● Tasks to perform:
(1) According to the Star Mountain interview, roughly how many people in the U.S. enter retirement age every year?
(2) Decide whether each statement agrees with the Star Mountain interview. Answer yes or no for each, and quote the words from the interview that settle it: (a) Star Mountain Capital is based in New York. (b) The firm invests in small and medium-sized companies in three ways. (c) Brett Hickey describes M&A market conditions as weak.
(3) Extend the Star Mountain interview past its final sentence.

● Page excerpt:
※ ※ ※

Star Mountain Readies to Raise New Funds

Unlike most lower middle-market private equity firms that have limited focus, Star Mountain Capital has taken a diversified approach to investing that is more common among larger firms. The New York-based firm invests into established, small and medium-sized companies in three ways: as a direct investor often in the capacity of a lender, as a strategic limited partner through a fund-of-funds program into other lower middle-market funds and, lastly, as a secondary fund investor providing liquidity to limited partners in lower middle-market funds.

We had a chance to sit down with Founder and CEO Brett Hickey and learn what Star Mountain is up to as it readies to raise its next series of funds.

MMR: How would you characterize market conditions today?

Brett: M&A market conditions are strong. In the lower middle market, business owners recognize private equity firms have a tremendous amount of dry powder. As an owner, if you can grow your business just one size larger you can generally command a higher valuation multiple. So business owners are doing M&A transactions to grow their business in order to sell at a higher valuation down the line.  

The second thing that’s driving demand in the U.S. is the retiring demographic. There are approximately 60 million Americans between the ages 55 and 70 and another roughly 6 million people entering retirement age every year. These people have businesses to sell and that is also driving demand.

MMR: Why does your strategy of being a limited partner, general partner, and secondaries investor work?

Brett: It helps us maximize market knowledge, deal flow, data, resources, and relationships—all  three things optimize the challenges and opportunities of the typically sub $15 million EBITDA marketplace. We try to be a solution-based, and value-added partner, to investors, business owners and other high-quality fund managers. We believe our multiple products structure allows us to optimize value in an aligned manner.

※ ※ ※

● Records provided:

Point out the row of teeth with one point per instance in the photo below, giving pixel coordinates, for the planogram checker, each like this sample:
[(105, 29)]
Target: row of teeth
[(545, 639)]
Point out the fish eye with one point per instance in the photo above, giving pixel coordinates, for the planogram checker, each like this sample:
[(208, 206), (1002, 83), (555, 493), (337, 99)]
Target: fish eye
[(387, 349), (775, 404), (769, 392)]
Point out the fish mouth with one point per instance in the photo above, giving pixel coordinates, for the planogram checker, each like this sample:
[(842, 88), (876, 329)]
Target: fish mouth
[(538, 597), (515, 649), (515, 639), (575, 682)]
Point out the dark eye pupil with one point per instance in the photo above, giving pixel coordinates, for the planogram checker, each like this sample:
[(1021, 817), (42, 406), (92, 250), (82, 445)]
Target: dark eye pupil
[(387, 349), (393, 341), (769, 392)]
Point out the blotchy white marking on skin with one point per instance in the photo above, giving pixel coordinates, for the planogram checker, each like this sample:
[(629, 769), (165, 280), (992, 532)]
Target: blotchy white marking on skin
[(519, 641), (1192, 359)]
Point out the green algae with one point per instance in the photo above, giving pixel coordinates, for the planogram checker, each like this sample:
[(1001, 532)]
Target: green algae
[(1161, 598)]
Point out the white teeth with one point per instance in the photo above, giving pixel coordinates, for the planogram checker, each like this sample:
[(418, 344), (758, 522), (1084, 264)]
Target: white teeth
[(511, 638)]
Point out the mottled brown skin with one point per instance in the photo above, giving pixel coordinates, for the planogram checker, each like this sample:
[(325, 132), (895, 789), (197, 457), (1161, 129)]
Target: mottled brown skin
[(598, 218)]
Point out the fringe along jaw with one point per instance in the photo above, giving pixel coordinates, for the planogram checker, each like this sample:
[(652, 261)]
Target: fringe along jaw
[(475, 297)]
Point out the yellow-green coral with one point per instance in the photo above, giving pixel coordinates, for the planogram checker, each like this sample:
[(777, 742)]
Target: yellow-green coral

※ ※ ※

● Set of answers:
(1) Roughly 6 million people.

(2)
(a) Yes: "The New York-based firm"
(b) Yes: "invests into established, small and medium-sized companies in three ways"
(c) No: "M&A market conditions are strong."

(3)
Another reason why we do this is to build better risk-adjusted returns portfolio with more diversity. Investors in our multi-strategy Fund II, for example, gained access to over 150 underlying companies in a diverse, fee-efficient, and highly governed manner.

MMR: Are you raising a new fund now?

Brett: We are raising our third series of funds. We already have subscription agreements being signed and we have had a strong response from our existing investors in our prior funds. We are still in the soft marketing phase providing first bite at the apple to existing limited partners, but we will likely close sometime in the next 12 months.

We have a multi strategy-fund, single strategy funds, and single LP customized accounts. We have funds that give investors the opportunity to invest in direct secured loans with warrants, secondary fund positions, and primary fund investments, without the traditional layered fund-of-fund management fees.

Investors can get diversity under one roof with us in a fee-efficient, highly-managed and risk-reward optimizing manner. Given that these established small and medium-sized businesses represent nearly 50% of the U.S. economy, and given that, based on research, they tend to grow faster and in a less volatile manner than larger companies, we believe that they should be considered as a part of the portfolio.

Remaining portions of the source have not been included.